Basic Calculator
Implement a basic calculator to evaluate a simple expression string.
The expression string may contain open ( and closing parentheses ), the plus + or minus sign -, non-negative integers and empty spaces .
You may assume that the given expression is always valid.
Some examples:
"1 + 1" = 2
" 2-1 + 2 " = 3
"(1+(4+5+2)-3)+(6+8)" = 23
Note: Do not use the eval built-in library function.
class Solution {
func calculate(_ s: String) -> Int {
if s.count == 0 {
return 0
}
var stack: [Int] = []
var sign = 1
var result = 0
var i = 0
while i < s.count {
let c = s[s.index(s.startIndex, offsetBy: i)]
if isDigit(c) {
var num = Int(String(c))!
while i < s.count - 1
&& isDigit(s[s.index(s.startIndex, offsetBy: i + 1)]) {
num = num * 10
+ Int(String(s[s.index(s.startIndex, offsetBy: i + 1)]))!

(Dataset rows)

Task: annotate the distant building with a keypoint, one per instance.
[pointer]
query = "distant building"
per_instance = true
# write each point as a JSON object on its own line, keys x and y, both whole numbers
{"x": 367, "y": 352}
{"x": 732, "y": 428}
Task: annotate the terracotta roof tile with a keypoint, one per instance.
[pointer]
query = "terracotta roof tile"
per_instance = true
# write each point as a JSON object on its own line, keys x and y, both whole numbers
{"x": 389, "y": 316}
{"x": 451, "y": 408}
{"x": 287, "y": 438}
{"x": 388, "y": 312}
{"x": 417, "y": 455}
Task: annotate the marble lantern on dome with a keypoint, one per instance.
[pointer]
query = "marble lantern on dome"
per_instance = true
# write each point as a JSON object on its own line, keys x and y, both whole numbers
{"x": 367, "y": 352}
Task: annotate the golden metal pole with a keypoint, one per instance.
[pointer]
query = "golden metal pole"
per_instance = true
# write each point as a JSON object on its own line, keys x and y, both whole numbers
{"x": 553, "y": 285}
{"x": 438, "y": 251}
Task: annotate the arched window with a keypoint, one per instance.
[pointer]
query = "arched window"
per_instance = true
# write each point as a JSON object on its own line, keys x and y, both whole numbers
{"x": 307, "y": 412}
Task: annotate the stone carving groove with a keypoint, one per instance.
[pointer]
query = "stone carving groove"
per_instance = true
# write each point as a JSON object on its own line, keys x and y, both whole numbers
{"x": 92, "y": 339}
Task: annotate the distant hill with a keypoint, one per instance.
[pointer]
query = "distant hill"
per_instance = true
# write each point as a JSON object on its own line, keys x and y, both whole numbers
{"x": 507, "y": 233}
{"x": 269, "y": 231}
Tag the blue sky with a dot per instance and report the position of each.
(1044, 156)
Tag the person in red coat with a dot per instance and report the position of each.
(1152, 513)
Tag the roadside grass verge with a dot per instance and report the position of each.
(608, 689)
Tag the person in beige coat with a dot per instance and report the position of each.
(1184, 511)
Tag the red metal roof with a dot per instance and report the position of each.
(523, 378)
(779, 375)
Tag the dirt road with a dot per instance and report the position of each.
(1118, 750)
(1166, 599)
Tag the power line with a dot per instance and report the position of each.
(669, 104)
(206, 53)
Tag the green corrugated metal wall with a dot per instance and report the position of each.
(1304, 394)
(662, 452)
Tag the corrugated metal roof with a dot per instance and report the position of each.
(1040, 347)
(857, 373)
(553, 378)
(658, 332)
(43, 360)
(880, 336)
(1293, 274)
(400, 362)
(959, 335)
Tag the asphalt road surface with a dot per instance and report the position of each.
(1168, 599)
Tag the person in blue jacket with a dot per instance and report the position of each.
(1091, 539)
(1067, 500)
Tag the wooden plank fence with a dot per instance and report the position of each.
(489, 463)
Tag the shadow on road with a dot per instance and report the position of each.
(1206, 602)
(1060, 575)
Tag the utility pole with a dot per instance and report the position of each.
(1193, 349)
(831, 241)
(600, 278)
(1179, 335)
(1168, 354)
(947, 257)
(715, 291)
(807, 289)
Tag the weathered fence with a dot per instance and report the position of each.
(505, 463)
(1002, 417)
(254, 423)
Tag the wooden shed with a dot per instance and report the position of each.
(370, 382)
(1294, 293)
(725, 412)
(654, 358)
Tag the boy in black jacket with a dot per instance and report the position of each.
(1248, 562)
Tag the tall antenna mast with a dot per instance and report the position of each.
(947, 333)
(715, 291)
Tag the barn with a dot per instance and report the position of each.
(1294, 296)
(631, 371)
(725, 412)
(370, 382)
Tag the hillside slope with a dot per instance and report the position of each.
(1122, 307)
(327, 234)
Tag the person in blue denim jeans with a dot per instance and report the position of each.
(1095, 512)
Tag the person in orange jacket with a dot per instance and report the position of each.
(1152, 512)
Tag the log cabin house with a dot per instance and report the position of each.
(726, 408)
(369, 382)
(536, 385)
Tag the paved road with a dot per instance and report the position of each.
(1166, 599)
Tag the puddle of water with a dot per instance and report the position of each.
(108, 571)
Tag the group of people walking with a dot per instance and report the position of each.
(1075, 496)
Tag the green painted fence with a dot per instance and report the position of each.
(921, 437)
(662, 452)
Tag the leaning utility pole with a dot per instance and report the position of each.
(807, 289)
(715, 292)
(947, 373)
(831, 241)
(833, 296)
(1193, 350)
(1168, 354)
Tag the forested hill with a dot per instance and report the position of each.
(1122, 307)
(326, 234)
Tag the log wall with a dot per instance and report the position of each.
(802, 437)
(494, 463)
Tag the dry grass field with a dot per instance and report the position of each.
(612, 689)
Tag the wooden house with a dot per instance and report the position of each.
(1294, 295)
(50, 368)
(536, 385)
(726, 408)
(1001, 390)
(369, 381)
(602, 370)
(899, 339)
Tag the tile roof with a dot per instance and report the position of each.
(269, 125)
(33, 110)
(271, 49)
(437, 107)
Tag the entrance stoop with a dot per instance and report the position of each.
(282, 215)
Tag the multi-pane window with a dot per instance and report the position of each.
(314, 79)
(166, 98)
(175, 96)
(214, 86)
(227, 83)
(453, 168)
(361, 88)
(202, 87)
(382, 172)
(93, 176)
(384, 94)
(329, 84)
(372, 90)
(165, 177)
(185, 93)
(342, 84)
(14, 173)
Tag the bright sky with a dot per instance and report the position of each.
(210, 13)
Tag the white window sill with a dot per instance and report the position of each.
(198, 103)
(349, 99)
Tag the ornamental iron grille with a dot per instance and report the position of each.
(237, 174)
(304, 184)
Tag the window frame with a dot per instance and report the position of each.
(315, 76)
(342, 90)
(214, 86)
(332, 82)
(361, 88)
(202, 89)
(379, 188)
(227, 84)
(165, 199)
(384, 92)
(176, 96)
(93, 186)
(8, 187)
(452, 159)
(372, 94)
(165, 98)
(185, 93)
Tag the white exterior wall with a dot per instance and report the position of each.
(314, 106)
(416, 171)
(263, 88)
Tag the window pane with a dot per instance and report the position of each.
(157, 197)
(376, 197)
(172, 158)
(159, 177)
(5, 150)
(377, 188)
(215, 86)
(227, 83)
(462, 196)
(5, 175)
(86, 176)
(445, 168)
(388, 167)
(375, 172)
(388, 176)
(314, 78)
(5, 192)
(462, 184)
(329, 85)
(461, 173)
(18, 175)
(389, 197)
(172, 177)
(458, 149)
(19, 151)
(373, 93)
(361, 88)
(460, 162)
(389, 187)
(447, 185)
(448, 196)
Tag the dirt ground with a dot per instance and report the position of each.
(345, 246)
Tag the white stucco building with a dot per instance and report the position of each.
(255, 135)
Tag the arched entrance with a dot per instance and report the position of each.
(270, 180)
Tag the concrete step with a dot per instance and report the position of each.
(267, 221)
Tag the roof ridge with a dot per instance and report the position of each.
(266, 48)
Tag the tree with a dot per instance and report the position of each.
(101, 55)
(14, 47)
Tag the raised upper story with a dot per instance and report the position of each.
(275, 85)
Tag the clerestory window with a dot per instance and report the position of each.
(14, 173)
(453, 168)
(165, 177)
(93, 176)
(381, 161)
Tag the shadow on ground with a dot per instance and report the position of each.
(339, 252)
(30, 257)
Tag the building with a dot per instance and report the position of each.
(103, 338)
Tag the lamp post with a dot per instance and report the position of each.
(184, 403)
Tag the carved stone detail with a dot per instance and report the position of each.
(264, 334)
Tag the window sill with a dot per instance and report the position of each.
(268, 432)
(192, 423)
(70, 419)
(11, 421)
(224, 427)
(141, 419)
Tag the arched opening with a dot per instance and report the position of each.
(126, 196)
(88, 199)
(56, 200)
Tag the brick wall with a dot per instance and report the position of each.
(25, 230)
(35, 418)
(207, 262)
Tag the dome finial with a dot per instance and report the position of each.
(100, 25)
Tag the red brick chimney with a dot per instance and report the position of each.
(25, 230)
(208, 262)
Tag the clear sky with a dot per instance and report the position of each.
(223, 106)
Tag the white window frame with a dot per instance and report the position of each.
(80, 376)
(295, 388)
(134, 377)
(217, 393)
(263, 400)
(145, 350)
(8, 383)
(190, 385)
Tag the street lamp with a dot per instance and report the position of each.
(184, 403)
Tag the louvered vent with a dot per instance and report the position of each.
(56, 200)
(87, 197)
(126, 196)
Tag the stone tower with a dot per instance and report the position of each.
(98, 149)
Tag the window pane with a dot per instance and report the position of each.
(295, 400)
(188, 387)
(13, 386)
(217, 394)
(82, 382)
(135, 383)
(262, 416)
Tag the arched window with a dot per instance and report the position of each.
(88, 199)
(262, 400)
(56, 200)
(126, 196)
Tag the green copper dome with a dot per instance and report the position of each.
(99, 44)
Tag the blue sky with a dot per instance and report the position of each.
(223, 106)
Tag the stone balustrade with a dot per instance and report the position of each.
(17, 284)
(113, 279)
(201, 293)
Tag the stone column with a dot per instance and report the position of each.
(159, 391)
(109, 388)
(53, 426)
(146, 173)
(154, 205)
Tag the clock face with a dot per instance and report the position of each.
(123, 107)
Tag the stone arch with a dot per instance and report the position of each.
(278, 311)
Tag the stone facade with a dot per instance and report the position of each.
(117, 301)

OBJECTIVE: Which built-in library function does the calculator problem say not to use? The dataset rows are not needed for this.

RESULT OF THIS TASK: The eval built-in library function.